What the task requires:
Copy the items below, substituting "coarse mask" for every occurrence of "rough mask" and leaving all other text unchanged. Omit the picture from your answer.

*** Opening of Records to process ***

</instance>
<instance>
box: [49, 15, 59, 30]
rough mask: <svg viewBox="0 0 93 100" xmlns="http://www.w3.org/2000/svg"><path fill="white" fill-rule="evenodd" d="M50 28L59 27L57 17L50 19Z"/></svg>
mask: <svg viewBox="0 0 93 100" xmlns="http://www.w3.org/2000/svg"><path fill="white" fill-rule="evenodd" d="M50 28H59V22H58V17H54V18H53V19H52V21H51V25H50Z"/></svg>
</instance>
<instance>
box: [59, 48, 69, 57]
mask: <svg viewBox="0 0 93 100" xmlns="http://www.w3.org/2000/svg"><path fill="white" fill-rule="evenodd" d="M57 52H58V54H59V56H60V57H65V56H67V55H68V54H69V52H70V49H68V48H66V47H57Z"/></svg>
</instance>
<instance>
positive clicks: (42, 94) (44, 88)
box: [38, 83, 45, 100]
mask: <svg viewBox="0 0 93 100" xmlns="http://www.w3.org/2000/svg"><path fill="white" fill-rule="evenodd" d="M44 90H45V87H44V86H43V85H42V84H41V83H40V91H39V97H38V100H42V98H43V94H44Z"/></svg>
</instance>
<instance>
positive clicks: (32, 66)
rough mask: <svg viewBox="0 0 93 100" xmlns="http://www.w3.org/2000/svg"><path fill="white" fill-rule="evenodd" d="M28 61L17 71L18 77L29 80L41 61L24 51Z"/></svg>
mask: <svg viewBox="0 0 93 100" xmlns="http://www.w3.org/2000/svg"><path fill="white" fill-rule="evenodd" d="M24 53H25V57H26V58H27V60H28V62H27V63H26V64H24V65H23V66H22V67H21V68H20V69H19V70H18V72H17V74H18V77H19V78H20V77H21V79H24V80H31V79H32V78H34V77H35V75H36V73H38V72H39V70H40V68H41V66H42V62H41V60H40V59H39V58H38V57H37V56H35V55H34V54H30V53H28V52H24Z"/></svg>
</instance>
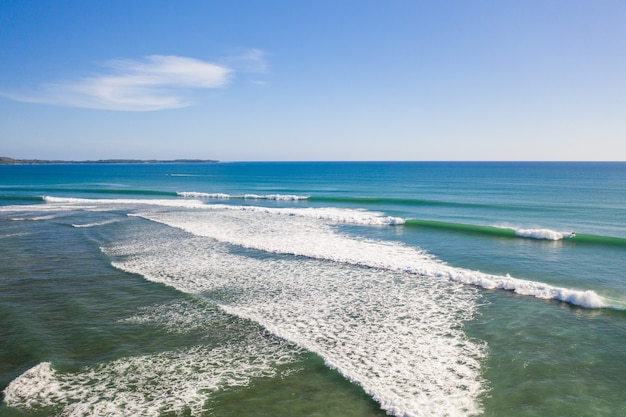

*** Close of Records to process ***

Task solution:
</instance>
<instance>
box: [49, 15, 59, 30]
coarse mask: <svg viewBox="0 0 93 100" xmlns="http://www.w3.org/2000/svg"><path fill="white" fill-rule="evenodd" d="M50 28L59 27L57 17L50 19Z"/></svg>
mask: <svg viewBox="0 0 93 100" xmlns="http://www.w3.org/2000/svg"><path fill="white" fill-rule="evenodd" d="M50 28H59V22H58V17H54V18H53V19H52V21H51V25H50Z"/></svg>
</instance>
<instance>
box: [59, 48, 69, 57]
mask: <svg viewBox="0 0 93 100" xmlns="http://www.w3.org/2000/svg"><path fill="white" fill-rule="evenodd" d="M57 52H58V54H59V56H60V57H65V56H67V55H68V54H69V52H70V49H68V48H66V47H57Z"/></svg>
</instance>
<instance>
positive clicks: (42, 94) (44, 88)
box: [38, 83, 45, 100]
mask: <svg viewBox="0 0 93 100" xmlns="http://www.w3.org/2000/svg"><path fill="white" fill-rule="evenodd" d="M44 90H45V87H44V86H43V85H42V84H41V83H40V91H39V97H38V100H42V98H43V94H44Z"/></svg>
</instance>
<instance>
positive clicks: (32, 66)
coarse mask: <svg viewBox="0 0 93 100" xmlns="http://www.w3.org/2000/svg"><path fill="white" fill-rule="evenodd" d="M28 61L17 71L18 77L29 80L41 61L24 51Z"/></svg>
mask: <svg viewBox="0 0 93 100" xmlns="http://www.w3.org/2000/svg"><path fill="white" fill-rule="evenodd" d="M24 53H25V57H26V58H27V60H28V62H27V63H26V64H24V65H23V66H22V67H21V68H20V69H19V70H18V72H17V74H18V77H19V78H20V77H21V79H24V80H31V79H32V78H34V77H35V75H36V73H38V72H39V70H40V68H41V66H42V62H41V60H40V59H39V58H38V57H37V56H35V55H34V54H30V53H28V52H24Z"/></svg>
</instance>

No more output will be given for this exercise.